# Data provided

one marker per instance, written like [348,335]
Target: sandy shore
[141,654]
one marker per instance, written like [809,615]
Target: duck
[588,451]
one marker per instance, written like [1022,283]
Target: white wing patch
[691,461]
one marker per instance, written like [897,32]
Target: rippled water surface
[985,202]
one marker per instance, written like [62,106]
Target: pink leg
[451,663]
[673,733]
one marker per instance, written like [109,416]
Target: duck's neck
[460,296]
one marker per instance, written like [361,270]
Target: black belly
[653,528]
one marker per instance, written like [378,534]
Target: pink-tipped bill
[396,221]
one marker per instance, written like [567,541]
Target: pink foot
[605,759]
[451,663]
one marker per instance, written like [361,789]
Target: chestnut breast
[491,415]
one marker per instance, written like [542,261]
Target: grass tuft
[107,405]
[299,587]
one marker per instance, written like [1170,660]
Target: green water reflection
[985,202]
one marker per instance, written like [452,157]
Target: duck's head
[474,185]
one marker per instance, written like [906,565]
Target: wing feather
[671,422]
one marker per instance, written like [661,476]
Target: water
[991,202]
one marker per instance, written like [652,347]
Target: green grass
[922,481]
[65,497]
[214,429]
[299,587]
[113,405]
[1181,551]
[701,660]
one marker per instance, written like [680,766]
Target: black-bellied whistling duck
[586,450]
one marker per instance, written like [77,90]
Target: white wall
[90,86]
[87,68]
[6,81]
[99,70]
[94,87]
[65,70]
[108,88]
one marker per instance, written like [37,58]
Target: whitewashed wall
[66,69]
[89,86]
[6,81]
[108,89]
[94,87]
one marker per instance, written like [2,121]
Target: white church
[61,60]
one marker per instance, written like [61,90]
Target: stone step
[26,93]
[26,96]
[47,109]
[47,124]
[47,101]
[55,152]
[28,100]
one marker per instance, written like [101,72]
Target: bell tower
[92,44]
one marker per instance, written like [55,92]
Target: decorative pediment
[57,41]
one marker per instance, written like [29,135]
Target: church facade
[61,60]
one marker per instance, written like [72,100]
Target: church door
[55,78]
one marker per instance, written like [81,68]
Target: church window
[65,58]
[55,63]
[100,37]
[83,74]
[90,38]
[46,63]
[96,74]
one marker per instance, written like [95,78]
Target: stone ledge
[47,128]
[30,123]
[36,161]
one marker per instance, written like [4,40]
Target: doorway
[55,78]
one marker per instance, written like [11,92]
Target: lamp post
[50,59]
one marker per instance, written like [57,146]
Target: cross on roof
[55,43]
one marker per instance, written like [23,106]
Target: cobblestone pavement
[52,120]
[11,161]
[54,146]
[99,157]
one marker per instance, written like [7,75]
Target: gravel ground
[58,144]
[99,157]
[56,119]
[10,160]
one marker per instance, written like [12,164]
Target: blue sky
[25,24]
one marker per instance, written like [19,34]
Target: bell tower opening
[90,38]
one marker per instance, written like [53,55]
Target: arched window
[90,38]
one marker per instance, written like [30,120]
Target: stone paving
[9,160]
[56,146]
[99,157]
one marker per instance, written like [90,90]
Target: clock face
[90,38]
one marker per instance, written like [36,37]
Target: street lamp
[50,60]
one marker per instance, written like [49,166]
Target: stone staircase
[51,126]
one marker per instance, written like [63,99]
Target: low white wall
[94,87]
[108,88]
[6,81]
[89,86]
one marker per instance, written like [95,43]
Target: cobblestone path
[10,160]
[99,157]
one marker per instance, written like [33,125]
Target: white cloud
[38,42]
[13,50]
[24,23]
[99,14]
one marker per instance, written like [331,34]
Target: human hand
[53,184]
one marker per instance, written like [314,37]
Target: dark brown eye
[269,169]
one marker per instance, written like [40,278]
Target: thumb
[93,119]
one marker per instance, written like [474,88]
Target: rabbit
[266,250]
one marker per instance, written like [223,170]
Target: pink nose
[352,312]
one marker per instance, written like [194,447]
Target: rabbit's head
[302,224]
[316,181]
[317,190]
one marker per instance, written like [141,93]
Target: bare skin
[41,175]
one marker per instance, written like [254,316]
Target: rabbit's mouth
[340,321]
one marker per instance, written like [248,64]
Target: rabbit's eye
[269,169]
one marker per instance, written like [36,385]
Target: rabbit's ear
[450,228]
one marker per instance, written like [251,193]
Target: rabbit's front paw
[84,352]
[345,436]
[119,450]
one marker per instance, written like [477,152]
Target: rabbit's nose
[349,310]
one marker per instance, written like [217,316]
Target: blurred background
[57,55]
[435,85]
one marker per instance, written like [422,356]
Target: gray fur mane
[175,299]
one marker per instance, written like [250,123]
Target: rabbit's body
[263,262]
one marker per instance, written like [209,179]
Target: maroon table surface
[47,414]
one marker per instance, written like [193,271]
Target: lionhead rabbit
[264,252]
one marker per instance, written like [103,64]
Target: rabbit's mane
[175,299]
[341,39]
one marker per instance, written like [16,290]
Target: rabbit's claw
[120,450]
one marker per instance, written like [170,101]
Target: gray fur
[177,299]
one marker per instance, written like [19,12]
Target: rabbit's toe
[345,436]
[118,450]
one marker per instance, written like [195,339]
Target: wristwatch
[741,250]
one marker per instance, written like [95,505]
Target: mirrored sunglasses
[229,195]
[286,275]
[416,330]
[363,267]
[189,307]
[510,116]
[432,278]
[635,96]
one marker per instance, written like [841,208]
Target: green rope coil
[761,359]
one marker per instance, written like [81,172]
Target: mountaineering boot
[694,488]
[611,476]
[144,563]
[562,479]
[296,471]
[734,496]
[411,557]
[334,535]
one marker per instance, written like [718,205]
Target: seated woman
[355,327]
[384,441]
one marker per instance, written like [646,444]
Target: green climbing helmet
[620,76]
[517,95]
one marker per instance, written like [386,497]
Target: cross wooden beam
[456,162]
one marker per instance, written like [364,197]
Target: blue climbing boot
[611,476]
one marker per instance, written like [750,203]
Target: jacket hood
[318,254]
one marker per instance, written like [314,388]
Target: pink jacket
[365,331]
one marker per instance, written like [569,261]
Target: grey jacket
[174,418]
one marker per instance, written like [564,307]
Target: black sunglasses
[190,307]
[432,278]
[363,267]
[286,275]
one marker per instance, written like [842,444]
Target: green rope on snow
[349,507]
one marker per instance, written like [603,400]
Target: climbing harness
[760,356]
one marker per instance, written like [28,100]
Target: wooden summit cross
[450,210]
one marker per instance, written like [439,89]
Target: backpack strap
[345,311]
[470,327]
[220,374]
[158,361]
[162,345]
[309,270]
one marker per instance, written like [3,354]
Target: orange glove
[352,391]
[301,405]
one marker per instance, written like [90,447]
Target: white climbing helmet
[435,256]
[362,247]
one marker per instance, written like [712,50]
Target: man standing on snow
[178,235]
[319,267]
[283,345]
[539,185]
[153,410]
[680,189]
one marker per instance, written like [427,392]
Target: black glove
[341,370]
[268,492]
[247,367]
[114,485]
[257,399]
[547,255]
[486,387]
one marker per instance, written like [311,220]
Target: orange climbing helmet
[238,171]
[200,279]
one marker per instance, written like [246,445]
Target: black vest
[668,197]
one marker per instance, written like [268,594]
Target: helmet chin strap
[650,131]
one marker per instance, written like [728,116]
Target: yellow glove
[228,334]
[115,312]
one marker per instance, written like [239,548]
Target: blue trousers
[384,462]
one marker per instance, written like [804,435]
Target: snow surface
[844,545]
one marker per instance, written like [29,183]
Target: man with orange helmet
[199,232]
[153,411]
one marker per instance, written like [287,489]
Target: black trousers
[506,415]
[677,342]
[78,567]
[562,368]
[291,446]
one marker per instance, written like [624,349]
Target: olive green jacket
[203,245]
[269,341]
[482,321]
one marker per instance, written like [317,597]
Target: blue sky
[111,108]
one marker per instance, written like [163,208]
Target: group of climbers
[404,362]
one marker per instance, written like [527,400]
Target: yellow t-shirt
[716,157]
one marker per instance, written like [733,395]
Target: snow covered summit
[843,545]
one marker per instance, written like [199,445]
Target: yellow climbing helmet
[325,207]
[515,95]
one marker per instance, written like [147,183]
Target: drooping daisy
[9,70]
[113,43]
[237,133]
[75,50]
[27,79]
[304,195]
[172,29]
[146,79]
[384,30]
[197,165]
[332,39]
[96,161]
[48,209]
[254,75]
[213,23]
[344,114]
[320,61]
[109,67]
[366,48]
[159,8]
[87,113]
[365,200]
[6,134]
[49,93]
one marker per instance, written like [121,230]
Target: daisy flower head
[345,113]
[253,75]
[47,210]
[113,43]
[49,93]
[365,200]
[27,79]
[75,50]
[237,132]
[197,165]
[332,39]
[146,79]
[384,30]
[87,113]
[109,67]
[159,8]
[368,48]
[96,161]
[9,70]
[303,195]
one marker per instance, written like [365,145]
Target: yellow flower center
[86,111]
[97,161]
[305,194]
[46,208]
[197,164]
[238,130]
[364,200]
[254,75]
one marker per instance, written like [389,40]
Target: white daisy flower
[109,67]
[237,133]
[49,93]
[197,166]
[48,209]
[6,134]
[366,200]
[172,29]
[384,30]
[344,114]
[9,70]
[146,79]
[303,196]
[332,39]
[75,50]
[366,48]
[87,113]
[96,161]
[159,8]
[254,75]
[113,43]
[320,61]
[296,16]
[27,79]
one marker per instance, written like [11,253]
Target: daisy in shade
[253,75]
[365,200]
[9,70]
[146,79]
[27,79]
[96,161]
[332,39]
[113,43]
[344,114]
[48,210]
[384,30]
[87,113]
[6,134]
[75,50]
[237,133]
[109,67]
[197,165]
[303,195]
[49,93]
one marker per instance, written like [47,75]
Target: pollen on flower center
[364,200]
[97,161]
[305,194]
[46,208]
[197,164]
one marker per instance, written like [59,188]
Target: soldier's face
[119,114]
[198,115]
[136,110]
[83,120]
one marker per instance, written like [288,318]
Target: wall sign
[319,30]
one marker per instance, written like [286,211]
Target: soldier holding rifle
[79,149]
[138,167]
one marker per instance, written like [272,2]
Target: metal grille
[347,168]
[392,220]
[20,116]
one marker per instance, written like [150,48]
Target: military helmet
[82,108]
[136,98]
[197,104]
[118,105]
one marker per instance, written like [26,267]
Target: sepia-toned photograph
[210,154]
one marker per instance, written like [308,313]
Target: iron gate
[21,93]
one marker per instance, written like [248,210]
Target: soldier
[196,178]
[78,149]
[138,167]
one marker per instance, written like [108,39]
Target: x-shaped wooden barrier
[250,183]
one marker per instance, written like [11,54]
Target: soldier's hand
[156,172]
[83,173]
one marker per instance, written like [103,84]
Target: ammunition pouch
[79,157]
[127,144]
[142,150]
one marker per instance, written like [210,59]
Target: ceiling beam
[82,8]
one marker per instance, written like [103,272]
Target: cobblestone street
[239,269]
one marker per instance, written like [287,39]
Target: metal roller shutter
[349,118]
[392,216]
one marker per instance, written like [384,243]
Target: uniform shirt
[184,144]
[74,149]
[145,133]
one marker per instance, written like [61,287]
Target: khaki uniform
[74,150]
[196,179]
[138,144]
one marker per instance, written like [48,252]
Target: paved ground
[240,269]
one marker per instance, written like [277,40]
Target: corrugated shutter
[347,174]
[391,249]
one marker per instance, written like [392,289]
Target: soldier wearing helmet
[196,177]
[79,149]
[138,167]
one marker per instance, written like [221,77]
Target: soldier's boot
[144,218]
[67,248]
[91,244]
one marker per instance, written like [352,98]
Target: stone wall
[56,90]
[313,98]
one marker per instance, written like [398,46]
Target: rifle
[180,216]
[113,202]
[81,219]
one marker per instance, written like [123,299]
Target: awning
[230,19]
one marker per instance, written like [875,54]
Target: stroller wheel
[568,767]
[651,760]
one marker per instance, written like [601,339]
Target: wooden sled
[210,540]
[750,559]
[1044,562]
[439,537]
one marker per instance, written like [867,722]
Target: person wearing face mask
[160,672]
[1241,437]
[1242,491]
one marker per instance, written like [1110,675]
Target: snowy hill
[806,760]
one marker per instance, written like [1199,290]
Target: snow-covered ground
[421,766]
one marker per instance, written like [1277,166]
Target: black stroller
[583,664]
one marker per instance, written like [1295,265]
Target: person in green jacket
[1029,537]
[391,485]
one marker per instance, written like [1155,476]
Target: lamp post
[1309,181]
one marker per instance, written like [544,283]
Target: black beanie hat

# To be done
Reproduce exactly the lines from the one containing "one marker per instance, written like [601,339]" through the last line of the records above, including both, and nothing else.

# The response
one marker per instance, written like [601,339]
Target: wooden sled
[210,540]
[750,559]
[1044,562]
[439,537]
one marker per instance, written like [867,722]
Target: person wearing face mask
[160,672]
[1241,437]
[1242,491]
one marker per instance, written like [1110,675]
Target: snowy hill
[806,760]
one marker per instance, written like [1199,290]
Target: snow-covered ground
[421,766]
one marker per instance, written like [1277,166]
Target: black stroller
[583,664]
one marker per instance, written like [1295,265]
Target: person in green jacket
[1029,537]
[391,485]
one marker per instance, written like [1155,476]
Target: lamp post
[1309,181]
one marker per instance, written like [544,283]
Target: black beanie hat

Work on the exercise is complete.